=== YOUR TASK ===
Check each line of the records for "after"; collect those that have it.
START RECORDS SUPPLIED
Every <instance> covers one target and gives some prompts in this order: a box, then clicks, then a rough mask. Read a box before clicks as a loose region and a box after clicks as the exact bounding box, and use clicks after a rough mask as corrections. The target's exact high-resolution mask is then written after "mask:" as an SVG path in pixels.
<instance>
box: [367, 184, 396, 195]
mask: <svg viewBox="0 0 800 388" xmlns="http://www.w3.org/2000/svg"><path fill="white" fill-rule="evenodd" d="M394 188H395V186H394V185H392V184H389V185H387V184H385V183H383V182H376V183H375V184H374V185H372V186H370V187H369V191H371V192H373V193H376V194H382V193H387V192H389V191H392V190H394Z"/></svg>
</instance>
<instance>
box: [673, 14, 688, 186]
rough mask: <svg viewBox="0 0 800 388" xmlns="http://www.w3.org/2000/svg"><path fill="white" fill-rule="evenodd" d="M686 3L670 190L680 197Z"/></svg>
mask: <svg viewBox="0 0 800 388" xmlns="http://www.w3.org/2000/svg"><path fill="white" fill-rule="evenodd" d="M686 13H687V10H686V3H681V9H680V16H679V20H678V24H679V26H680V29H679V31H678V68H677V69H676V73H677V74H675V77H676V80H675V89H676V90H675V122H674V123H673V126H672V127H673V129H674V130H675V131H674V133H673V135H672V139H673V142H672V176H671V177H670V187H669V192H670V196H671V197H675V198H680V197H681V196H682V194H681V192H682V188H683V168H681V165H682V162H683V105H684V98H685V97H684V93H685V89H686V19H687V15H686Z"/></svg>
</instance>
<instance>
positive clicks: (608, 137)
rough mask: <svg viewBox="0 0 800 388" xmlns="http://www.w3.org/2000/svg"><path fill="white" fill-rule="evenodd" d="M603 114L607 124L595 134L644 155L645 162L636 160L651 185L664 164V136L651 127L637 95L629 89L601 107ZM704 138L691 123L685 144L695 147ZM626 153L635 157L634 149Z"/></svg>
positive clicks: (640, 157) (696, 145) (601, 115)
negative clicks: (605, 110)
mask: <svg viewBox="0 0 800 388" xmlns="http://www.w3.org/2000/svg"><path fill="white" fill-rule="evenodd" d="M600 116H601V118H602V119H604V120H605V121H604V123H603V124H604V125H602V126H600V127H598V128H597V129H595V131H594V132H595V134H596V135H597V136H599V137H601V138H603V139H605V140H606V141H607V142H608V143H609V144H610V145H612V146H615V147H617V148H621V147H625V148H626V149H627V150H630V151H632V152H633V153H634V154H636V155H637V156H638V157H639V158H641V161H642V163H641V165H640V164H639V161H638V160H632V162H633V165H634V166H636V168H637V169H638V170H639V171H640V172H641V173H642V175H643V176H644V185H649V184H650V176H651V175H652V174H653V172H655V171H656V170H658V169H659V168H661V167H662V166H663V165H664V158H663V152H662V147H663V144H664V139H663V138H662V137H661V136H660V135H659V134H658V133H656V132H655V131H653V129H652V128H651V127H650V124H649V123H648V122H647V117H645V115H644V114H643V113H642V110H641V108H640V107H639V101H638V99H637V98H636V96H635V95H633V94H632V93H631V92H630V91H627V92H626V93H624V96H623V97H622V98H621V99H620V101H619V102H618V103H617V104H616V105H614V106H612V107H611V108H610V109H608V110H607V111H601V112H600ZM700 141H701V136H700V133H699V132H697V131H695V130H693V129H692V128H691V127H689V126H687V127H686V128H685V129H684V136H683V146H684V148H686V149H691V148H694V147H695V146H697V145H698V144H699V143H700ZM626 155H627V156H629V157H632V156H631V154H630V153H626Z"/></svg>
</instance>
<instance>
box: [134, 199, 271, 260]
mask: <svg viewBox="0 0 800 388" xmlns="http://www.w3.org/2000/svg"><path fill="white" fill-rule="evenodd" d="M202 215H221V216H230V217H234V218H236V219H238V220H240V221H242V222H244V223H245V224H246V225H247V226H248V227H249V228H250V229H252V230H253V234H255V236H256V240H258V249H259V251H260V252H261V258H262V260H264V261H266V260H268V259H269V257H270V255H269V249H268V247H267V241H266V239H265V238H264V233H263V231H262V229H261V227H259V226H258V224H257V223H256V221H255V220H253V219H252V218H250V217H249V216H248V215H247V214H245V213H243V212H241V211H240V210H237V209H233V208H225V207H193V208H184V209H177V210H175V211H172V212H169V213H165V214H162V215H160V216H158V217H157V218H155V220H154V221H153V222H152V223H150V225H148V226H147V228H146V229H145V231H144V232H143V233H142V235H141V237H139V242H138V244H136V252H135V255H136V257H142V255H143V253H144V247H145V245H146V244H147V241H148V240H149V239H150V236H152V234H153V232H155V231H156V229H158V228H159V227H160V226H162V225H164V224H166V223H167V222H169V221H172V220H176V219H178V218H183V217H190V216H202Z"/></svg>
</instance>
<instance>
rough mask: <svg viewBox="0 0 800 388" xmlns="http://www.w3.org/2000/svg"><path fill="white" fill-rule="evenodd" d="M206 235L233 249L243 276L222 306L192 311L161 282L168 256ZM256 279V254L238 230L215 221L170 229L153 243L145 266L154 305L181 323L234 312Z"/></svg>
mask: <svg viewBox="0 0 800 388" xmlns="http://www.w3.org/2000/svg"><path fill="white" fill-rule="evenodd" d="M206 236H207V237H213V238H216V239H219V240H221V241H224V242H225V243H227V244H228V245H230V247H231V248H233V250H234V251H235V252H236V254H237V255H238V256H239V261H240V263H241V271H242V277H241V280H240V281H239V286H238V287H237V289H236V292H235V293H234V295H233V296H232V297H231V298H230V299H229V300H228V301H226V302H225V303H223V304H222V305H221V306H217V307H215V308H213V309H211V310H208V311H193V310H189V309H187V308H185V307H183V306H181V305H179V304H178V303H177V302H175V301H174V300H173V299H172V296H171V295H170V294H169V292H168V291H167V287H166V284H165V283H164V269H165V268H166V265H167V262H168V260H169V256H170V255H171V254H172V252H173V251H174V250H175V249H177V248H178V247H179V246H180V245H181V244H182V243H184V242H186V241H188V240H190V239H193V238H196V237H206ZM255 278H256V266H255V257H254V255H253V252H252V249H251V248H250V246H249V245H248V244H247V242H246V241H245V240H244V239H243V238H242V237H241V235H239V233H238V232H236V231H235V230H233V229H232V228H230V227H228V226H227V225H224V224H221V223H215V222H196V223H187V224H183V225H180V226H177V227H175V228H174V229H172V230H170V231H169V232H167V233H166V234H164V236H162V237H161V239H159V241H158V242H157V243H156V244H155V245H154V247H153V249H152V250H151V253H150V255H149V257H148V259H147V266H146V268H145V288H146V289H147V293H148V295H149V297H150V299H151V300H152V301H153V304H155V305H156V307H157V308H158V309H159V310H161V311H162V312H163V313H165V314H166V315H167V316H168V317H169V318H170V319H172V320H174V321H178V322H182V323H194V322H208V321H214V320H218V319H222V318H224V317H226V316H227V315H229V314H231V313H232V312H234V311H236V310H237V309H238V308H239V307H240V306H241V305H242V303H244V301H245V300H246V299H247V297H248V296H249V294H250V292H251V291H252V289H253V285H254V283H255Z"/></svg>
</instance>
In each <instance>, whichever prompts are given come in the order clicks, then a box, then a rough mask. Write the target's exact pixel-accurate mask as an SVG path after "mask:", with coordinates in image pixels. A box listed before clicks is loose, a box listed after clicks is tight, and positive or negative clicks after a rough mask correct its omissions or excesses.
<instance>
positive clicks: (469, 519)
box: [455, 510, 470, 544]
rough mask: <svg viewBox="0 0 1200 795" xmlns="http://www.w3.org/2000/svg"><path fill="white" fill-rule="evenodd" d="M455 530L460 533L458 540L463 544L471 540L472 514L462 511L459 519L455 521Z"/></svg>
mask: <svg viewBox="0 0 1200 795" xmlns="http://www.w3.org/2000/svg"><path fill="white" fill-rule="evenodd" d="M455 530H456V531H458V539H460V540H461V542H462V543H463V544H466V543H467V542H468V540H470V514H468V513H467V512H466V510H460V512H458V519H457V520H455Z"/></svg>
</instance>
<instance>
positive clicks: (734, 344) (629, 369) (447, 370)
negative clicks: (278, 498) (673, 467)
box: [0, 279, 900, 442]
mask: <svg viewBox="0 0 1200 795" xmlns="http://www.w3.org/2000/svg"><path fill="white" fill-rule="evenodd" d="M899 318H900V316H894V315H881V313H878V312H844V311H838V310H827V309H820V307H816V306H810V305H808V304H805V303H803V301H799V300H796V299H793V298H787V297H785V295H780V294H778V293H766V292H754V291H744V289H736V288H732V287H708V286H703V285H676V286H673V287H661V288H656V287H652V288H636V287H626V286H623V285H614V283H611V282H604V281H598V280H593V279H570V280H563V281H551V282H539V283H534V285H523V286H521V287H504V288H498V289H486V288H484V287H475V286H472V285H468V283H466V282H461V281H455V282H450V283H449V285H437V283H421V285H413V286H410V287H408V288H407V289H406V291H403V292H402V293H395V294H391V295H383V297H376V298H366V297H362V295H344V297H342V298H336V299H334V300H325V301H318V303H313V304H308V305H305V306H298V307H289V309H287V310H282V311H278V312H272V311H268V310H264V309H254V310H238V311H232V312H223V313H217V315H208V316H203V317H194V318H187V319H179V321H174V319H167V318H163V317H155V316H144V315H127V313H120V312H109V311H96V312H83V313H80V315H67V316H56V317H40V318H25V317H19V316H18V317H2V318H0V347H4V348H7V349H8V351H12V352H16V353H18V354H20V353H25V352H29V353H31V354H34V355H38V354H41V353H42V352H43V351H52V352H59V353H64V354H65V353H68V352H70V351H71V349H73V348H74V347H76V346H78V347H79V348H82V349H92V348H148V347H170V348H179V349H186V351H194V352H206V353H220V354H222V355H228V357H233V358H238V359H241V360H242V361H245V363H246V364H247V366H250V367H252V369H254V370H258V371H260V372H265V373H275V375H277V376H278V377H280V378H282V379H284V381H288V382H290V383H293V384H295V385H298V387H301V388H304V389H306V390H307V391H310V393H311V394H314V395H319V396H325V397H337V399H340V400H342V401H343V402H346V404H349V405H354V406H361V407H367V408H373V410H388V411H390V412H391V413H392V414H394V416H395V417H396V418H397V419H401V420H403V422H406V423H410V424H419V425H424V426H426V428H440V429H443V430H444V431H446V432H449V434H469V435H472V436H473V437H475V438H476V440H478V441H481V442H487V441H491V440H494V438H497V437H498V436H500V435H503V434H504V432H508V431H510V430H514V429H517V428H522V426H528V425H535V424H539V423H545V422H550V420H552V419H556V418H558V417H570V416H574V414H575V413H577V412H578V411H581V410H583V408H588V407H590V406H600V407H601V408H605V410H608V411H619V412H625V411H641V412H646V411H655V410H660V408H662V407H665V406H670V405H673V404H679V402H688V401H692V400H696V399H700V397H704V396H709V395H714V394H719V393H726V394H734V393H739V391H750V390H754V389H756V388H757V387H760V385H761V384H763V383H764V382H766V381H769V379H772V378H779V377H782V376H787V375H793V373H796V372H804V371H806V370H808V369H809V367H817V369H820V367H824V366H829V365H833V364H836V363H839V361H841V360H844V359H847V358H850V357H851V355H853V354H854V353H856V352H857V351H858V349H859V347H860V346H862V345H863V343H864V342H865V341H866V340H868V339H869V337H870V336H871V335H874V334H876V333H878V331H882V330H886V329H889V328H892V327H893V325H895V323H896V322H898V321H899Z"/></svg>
END RECORDS SUPPLIED
=== WORKED SOLUTION ===
Every <instance> covers one target and gives some prompts in this order: a box, then clicks, then a rough mask. Read a box before clicks as a loose region and a box after clicks as the exact bounding box, and use clicks after a rough mask as corrections. The target's exact high-resolution mask is then written after "mask:" as an SVG path in pixels.
In each <instance>, whichever prompts are given come in the order clicks, then a box, then a rough mask. Write the target's exact pixel-accurate mask as an SVG path after "mask:", with coordinates in image pixels. A box listed before clicks is loose, a box listed after clicks is tight, and positive or negative clicks after a rough mask correct its omissions or excesses.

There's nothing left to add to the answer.